(Listed records)

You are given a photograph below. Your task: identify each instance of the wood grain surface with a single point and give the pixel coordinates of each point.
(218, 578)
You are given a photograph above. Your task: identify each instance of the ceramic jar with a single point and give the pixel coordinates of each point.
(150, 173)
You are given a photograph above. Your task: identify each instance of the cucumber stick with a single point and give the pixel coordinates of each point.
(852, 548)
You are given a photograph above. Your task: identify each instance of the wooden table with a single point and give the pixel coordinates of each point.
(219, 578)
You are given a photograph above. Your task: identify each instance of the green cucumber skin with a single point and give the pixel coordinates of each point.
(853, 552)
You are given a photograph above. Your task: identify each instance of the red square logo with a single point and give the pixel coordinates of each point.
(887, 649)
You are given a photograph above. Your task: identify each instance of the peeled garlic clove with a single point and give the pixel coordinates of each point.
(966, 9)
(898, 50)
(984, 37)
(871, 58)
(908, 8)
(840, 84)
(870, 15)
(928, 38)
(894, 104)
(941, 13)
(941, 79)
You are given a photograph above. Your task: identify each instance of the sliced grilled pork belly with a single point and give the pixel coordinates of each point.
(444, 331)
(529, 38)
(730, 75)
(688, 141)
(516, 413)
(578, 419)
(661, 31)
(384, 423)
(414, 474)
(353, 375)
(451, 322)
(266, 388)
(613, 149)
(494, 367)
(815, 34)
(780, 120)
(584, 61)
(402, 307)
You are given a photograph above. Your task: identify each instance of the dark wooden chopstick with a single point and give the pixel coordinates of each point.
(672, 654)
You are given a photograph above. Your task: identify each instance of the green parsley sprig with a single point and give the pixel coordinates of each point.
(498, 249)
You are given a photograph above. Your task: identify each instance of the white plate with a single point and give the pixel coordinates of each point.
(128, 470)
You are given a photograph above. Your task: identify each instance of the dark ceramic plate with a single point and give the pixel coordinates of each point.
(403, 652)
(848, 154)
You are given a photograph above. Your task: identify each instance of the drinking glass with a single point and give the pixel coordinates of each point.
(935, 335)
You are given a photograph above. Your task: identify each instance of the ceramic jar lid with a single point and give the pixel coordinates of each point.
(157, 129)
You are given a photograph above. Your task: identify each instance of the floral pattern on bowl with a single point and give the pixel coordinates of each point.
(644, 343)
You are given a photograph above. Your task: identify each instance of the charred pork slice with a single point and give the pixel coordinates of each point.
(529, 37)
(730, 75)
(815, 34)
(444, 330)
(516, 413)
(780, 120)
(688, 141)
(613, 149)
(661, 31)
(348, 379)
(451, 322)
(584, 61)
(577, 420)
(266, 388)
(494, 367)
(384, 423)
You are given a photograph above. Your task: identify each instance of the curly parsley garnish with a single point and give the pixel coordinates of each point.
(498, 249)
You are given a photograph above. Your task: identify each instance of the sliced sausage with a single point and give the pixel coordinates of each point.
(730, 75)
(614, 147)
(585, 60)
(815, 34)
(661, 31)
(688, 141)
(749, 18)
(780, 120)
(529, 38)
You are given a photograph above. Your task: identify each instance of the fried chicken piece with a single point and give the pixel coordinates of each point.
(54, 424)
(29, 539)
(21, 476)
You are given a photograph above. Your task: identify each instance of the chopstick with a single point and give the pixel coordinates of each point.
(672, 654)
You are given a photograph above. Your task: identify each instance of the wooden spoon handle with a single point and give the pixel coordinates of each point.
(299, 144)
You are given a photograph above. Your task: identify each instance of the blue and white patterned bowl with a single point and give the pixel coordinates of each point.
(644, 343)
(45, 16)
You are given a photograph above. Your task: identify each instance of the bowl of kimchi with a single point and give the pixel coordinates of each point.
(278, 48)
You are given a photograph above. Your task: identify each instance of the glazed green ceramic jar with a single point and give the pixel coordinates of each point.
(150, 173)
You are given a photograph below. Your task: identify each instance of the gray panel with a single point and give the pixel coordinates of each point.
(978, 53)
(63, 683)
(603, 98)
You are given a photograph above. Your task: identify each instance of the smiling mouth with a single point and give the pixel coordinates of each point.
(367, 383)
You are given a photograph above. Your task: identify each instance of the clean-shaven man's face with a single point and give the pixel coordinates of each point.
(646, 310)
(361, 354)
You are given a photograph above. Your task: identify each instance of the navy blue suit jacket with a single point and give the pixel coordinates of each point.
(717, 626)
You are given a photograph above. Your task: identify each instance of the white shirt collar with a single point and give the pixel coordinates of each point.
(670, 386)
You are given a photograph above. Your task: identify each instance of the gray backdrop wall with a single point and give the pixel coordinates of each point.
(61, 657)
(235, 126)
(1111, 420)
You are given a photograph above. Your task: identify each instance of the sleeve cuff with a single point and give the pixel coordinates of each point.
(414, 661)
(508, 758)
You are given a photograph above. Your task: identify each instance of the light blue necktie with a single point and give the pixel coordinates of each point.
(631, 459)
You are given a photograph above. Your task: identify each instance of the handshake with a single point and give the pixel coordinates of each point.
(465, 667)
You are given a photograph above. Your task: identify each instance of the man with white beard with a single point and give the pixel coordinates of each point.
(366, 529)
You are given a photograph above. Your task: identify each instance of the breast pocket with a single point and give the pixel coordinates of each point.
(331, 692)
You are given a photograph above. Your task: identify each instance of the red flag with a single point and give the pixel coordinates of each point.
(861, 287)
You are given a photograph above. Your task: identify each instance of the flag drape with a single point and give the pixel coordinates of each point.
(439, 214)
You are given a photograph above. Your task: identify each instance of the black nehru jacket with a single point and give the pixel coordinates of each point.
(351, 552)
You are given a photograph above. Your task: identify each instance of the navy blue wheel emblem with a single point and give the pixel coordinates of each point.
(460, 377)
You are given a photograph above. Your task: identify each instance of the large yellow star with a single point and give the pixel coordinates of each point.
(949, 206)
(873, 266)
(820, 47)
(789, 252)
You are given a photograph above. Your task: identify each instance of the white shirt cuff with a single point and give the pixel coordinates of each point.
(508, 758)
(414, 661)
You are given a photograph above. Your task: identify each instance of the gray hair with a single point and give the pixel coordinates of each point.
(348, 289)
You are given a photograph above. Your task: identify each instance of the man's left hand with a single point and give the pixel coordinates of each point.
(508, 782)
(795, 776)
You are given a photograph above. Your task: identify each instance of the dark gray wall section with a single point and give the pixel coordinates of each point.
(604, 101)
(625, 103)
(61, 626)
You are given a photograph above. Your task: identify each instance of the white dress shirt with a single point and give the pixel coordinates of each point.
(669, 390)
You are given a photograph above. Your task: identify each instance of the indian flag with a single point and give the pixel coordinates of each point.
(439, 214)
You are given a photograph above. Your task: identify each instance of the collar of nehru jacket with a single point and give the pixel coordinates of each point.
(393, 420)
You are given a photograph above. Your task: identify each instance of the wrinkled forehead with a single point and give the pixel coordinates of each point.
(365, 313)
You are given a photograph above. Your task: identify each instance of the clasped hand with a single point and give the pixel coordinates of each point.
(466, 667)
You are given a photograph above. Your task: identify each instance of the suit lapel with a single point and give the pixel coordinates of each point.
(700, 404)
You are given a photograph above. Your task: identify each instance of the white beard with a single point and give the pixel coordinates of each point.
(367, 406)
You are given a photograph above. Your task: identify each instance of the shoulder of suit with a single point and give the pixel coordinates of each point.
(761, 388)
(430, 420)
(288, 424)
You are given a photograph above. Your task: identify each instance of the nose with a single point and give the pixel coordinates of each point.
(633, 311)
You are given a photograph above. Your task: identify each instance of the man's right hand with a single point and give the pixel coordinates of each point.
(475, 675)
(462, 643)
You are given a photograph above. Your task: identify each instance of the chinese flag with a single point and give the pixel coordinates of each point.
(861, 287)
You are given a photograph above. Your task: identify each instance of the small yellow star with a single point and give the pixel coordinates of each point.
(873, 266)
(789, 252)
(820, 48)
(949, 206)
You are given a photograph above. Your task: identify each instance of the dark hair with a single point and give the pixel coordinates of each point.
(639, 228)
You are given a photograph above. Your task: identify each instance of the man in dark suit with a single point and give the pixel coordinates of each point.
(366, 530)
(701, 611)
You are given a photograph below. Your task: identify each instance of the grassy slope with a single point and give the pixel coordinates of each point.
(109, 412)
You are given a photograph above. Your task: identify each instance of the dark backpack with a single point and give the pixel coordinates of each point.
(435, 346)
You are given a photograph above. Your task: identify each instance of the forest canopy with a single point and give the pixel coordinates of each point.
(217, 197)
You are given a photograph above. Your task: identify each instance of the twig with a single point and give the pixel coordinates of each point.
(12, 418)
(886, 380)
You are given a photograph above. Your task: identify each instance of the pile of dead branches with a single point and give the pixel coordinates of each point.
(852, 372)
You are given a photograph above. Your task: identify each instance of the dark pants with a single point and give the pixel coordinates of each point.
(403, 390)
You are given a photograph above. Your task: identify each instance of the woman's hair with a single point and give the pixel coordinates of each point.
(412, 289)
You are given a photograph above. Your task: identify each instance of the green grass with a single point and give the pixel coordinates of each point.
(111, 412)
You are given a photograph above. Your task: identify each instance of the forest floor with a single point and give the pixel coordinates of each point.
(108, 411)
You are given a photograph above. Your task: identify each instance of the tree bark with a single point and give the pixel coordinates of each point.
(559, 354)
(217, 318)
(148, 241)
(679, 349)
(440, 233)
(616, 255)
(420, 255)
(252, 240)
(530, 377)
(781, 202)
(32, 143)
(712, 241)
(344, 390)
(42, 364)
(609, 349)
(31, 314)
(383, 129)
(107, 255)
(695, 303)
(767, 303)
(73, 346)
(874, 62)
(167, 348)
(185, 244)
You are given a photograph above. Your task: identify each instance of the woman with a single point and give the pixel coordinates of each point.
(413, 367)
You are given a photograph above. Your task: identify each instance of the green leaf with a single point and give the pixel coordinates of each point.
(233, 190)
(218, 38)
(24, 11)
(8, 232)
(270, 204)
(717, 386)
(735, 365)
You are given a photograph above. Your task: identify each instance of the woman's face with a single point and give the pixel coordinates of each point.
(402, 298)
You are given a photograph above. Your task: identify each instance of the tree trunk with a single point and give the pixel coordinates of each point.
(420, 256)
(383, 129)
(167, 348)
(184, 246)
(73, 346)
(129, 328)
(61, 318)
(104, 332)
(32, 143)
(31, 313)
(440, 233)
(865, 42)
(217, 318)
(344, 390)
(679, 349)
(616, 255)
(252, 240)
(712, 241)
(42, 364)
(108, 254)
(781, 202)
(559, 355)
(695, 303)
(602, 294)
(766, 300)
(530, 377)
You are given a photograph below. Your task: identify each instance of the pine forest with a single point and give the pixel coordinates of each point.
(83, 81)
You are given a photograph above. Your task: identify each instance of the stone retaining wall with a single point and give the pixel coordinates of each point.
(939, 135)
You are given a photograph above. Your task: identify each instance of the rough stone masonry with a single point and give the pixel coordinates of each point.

(End Listed records)

> **What to do**:
The assignment is to restate, word for word, each line from the one containing "the green grass" through the final line of the material above.

> **Solution to this problem**:
You are given a photograph above. Your task: identify each instance of the green grass with a single point and give the pixel coordinates of each point.
(111, 412)
You are given a photograph above. Your task: identify each instance of the forest floor with a single point and give the pixel coordinates of each point.
(108, 411)
You are given a photograph above. Your task: identify each instance of the tree bark with a single point and give the pixel coordinates of each point.
(559, 354)
(217, 318)
(148, 241)
(679, 349)
(440, 233)
(616, 255)
(420, 255)
(252, 240)
(530, 377)
(781, 202)
(32, 143)
(712, 241)
(344, 390)
(42, 364)
(609, 349)
(31, 314)
(383, 129)
(107, 255)
(695, 303)
(767, 303)
(73, 346)
(874, 62)
(167, 348)
(185, 244)
You are given a photograph above. Your task: identify each instance of the woman with a single point and give the pixel coordinates of each point.
(413, 367)
You are given a photograph above. Your task: identify each instance of the green leaf with a single point and give the pixel coordinates of each point.
(233, 190)
(218, 38)
(24, 11)
(8, 232)
(270, 204)
(717, 386)
(735, 365)
You are given a photograph above. Your task: identify each instance of the woman's face with a single point and give the pixel coordinates of each point.
(402, 298)
You are given a photograph above. Your task: identify each instance of the tree trunk with a single point and give the pixel coordinates of each point.
(420, 256)
(383, 129)
(167, 348)
(184, 246)
(73, 346)
(129, 328)
(61, 318)
(104, 332)
(32, 143)
(31, 313)
(440, 233)
(865, 42)
(217, 318)
(344, 390)
(679, 349)
(616, 255)
(252, 240)
(712, 241)
(42, 364)
(108, 254)
(781, 202)
(559, 355)
(695, 303)
(602, 294)
(766, 300)
(530, 377)
You are given a photograph below. Your task: identify each instance of the pine forest with a single point and give the pixel coordinates of each point.
(83, 81)
You are given a photograph above. Your task: identify each instance of the stone retaining wall with a single point and give the pixel coordinates of each point.
(939, 135)
You are given a photograph above. Your task: identify each instance of the rough stone masonry with a single point and give the pixel coordinates of each point.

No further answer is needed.